> _Stated exercise_
Copy every item below verbatim, keeping each line and its order unchanged.

■ ■ ■ ■ ■

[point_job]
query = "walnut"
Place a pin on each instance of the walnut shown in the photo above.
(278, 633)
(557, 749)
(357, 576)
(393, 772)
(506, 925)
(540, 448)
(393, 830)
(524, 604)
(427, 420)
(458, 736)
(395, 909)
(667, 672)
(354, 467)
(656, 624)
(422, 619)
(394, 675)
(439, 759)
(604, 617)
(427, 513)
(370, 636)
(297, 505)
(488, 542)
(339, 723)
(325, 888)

■ ■ ■ ■ ■

> _Output of the exercise_
[point_job]
query = "walnut"
Place a pin on each instance of the walnut shown in the photo above.
(278, 633)
(557, 749)
(357, 576)
(393, 772)
(506, 925)
(540, 448)
(393, 830)
(524, 604)
(427, 420)
(458, 736)
(395, 909)
(667, 672)
(354, 467)
(656, 624)
(422, 619)
(394, 675)
(439, 759)
(604, 617)
(427, 513)
(370, 636)
(297, 505)
(488, 542)
(339, 723)
(325, 888)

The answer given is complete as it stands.